▸ EXERCISE DESCRIPTION: Extract the listing below and reproduce every line verbatim, in its original order.

▸ DATA FOR THIS TASK:
==============================

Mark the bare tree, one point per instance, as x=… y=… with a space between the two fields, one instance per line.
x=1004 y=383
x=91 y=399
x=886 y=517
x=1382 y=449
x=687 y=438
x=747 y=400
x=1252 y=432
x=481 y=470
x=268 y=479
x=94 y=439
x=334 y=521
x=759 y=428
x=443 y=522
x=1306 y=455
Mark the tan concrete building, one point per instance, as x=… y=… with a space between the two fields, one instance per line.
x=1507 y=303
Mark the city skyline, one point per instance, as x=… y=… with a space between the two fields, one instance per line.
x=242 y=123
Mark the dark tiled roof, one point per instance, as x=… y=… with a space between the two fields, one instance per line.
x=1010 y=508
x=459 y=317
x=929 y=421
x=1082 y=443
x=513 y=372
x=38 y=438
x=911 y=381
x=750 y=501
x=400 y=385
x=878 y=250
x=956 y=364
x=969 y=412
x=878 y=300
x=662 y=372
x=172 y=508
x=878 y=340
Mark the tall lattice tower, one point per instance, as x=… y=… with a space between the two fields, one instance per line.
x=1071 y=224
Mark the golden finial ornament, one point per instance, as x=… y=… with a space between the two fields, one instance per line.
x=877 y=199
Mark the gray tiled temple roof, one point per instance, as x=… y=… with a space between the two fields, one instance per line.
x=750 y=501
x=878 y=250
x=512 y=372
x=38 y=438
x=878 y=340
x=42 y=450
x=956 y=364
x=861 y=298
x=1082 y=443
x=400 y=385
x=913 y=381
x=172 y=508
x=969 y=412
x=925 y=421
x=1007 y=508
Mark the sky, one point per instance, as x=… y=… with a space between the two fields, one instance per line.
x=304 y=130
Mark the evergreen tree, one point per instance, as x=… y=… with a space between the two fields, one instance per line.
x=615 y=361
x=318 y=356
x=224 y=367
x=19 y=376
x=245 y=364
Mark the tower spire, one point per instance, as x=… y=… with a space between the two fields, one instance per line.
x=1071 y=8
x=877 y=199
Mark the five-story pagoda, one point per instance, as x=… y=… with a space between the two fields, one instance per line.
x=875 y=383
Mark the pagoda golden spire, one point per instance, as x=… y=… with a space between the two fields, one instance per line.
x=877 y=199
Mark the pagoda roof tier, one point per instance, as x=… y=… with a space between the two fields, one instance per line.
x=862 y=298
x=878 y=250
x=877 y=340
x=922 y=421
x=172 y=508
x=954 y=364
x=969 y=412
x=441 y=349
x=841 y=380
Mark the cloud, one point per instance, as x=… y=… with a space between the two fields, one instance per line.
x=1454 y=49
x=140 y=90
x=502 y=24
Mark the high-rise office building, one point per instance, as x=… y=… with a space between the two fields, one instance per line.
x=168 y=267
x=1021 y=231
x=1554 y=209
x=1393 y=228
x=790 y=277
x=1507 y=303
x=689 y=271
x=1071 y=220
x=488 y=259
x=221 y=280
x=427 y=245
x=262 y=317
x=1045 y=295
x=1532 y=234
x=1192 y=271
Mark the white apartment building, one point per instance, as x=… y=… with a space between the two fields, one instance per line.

==============================

▸ RESULT FOR THIS EXERCISE:
Mark the bare tree, one point per instance, as x=… y=… with a space between the two fields, one instance per line.
x=1004 y=383
x=91 y=399
x=886 y=517
x=1382 y=449
x=687 y=438
x=747 y=400
x=1252 y=432
x=481 y=470
x=268 y=479
x=94 y=439
x=334 y=521
x=759 y=428
x=443 y=522
x=1306 y=455
Mark the tan concrete building, one point per instance, as x=… y=… with a space between the two fields, one instance per line.
x=1507 y=303
Mark the city skyline, one point per instance, as x=… y=… with a space between the two fields, one instance per line.
x=242 y=123
Mark the dark tiled roof, one point per instance, as x=… y=… with a space between the two fields, one instance per line.
x=1010 y=508
x=459 y=317
x=929 y=421
x=1082 y=443
x=513 y=372
x=38 y=438
x=911 y=381
x=750 y=501
x=400 y=385
x=878 y=250
x=956 y=364
x=969 y=412
x=878 y=300
x=662 y=372
x=172 y=508
x=878 y=340
Mark the tall lattice tower, one point per instance, as x=… y=… with a space between the two fields, one instance per line.
x=1071 y=224
Mark the golden finial ornament, one point per instance, as x=… y=… with a space between the two fields, one instance per line.
x=877 y=199
Mark the gray tiled temple roof, one point per instance, as x=… y=… with a space between the two fields, one instance per line.
x=750 y=501
x=878 y=250
x=512 y=372
x=38 y=438
x=878 y=340
x=42 y=450
x=956 y=364
x=861 y=298
x=1082 y=443
x=400 y=385
x=913 y=381
x=172 y=508
x=969 y=412
x=925 y=421
x=1007 y=508
Mark the sky, one point per instance, as x=… y=… with a space between the two fields, one instance per line.
x=304 y=130
Mark the evergreen tree, one point per instance, as x=… y=… with a space between the two fields, one instance per line.
x=615 y=361
x=318 y=356
x=224 y=367
x=19 y=376
x=245 y=364
Mark the tower spire, one point per instance, as x=… y=… with a space between the two fields, one instance per line.
x=1071 y=8
x=877 y=199
Mark the five-story pagoda, one point per instance, as x=… y=… with a space between the two fields, one instance per line.
x=875 y=383
Mark the pagoda golden spire, one point per instance, as x=… y=… with a space between the two fields, one instance per line.
x=877 y=199
Mark the pagoda roof tier, one point per instance, as x=… y=… with a space between the two fields, one instance per line.
x=862 y=298
x=878 y=250
x=877 y=340
x=922 y=421
x=172 y=508
x=954 y=364
x=969 y=412
x=441 y=349
x=841 y=380
Mark the cloud, one point per instance, as x=… y=… with a space between the two fields, one instance per line.
x=1454 y=49
x=140 y=90
x=502 y=24
Mark the high-rise office building, one point per instance, as x=… y=… with a space between the two fields, one instance per line.
x=168 y=267
x=1021 y=231
x=1554 y=209
x=1393 y=228
x=790 y=277
x=1507 y=303
x=689 y=271
x=1071 y=220
x=488 y=259
x=221 y=280
x=427 y=245
x=262 y=317
x=1045 y=295
x=1532 y=234
x=1192 y=271
Mark the white apartment building, one point per instance, as x=… y=… with a space between the two fields, one instance per line.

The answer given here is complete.